The function should return control back to main() after its execution. Is it a void function or does it return something? Post code
they are all void function. in the first function, the last execution is to print a msg printf(), after this statement i have put a return; statement. should i put return; or return(sRow, sCol) to bring the arguments back for the second function. or before the return; statement i have to include this statement "void spmtn1(sRow, sCol);" to call the second function from inside first function?
I have a hard time believing that main() only executes the first function and quits. How about some code? Are you prototyping functions correctly? etc...
I have a hard time believing that main() only executes the first function and quits. How about some code? Are you prototyping functions correctly? etc...

....

• [Exercises to complete]
1. Summarize the forum thread about C functions returning control to main() in two sentences.
2. Add the next post to the forum thread about C functions returning control to main().
The records play no part in the tasks.

(Records from a data source)
....

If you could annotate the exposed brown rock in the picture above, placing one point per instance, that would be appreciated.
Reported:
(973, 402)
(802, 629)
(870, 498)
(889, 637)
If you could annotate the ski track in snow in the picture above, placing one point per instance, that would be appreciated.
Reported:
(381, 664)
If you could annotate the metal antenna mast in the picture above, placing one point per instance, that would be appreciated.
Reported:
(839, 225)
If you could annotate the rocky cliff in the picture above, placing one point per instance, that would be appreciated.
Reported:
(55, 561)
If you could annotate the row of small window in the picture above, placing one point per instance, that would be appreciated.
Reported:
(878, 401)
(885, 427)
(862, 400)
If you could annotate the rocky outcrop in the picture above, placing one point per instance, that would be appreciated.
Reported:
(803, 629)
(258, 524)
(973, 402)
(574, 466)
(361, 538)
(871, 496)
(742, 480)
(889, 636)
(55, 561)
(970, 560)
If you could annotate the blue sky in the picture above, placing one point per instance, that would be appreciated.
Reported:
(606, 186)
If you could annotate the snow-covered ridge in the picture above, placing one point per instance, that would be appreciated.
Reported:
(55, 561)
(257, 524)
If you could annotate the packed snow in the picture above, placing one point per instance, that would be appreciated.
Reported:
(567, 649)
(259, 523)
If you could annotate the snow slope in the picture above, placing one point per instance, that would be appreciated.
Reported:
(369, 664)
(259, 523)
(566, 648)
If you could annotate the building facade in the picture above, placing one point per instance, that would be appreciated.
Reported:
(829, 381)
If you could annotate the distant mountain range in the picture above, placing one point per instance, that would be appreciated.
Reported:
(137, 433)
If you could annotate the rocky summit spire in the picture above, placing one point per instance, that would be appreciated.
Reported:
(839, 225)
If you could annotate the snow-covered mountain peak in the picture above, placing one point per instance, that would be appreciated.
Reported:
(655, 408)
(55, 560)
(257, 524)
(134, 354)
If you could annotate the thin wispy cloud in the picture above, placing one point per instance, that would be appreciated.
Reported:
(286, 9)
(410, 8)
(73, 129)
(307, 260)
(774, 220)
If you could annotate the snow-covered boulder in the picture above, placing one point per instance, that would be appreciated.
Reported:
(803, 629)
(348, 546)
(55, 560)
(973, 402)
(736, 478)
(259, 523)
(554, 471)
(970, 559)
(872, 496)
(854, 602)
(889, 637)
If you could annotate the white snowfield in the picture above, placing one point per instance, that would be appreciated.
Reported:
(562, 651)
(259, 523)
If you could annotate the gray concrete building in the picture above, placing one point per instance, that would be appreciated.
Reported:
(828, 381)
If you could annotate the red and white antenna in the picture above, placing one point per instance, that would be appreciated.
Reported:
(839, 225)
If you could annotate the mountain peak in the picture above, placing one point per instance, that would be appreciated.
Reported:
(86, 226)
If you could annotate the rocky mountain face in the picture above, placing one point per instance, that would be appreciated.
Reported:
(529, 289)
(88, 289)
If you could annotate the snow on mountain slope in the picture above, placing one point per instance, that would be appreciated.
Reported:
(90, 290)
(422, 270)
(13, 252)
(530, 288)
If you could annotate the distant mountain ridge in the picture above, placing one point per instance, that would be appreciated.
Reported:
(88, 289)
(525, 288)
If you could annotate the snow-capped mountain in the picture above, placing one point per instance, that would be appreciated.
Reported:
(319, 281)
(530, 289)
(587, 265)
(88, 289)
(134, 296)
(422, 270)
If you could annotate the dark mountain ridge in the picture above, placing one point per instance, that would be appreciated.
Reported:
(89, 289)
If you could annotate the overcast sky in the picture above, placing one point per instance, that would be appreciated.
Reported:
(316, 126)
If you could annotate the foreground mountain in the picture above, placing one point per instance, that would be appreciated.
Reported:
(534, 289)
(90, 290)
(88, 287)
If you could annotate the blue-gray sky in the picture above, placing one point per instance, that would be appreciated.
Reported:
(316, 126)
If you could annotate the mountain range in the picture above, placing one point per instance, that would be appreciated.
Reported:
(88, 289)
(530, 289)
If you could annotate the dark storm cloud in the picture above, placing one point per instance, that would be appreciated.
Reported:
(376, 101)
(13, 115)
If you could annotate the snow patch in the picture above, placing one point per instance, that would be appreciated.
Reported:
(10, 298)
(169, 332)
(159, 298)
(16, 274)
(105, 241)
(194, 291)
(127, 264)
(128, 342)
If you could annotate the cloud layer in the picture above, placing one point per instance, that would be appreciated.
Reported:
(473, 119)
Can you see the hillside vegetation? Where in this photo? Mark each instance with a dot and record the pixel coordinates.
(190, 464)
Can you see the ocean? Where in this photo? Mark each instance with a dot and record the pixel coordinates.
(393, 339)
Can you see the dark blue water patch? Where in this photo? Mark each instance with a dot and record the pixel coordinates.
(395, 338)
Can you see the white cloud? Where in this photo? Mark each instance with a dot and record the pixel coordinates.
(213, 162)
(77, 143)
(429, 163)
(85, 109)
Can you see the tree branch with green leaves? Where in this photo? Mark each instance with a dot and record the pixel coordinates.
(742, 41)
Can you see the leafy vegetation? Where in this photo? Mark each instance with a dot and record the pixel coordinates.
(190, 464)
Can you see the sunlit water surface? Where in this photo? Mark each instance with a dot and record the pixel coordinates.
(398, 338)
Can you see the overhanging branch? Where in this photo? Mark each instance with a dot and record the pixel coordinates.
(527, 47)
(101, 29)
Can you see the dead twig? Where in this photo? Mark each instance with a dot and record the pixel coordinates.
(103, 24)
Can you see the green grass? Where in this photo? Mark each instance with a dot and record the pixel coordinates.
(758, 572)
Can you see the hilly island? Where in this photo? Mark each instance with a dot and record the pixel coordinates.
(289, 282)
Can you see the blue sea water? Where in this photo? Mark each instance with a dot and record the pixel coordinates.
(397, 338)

....

• [Answer set]
1. One poster says each function should hand control back to main() once it finishes, and the person asking explains that all the functions are void and asks whether the first should end with return;, return(sRow, sCol), or a call to the second function. The reply doubts that main() would run only the first function and then quit, asks for code, and asks whether the functions are prototyped correctly.

2.
function prototype: void sp1(int r, int c); void spmtn1(int r, int c); void spmw1(int r, int c); void spmtmw1(int r, int c);
here is the code. besides the four functions calling issues, can you also help me to look into the algorithm and logic of spmtn1() and spmw1() functions as it's still not working and i have to submit the work today. pls i beg you. i know i am spending your time to do my work but i just can't solve the problem. appreciate your help. for spmw1() function, i find that the shortest path figure is correct but the weight figure is wrong. don't worry about the bottom spmtmw1() function, as i assume if i fix these two functions then i may be able to fix spmtmw1() function. when you test the C file, put the C file together with the attached test.txt file into a same folder, open up command prompt, browse to that folder where you saved those 2 files, on the command line type "a <test.txt 1 12 6 12", remember without the double quotation mark. if you run this numbers 1 and 6 being the column number 12 being the row number, the correct answer from spmtn1() should be "Shortest monotone path: 7", from spmw1() should be "Shortest path of minimal weight: 9 -- weight 4". pls appreciate your help.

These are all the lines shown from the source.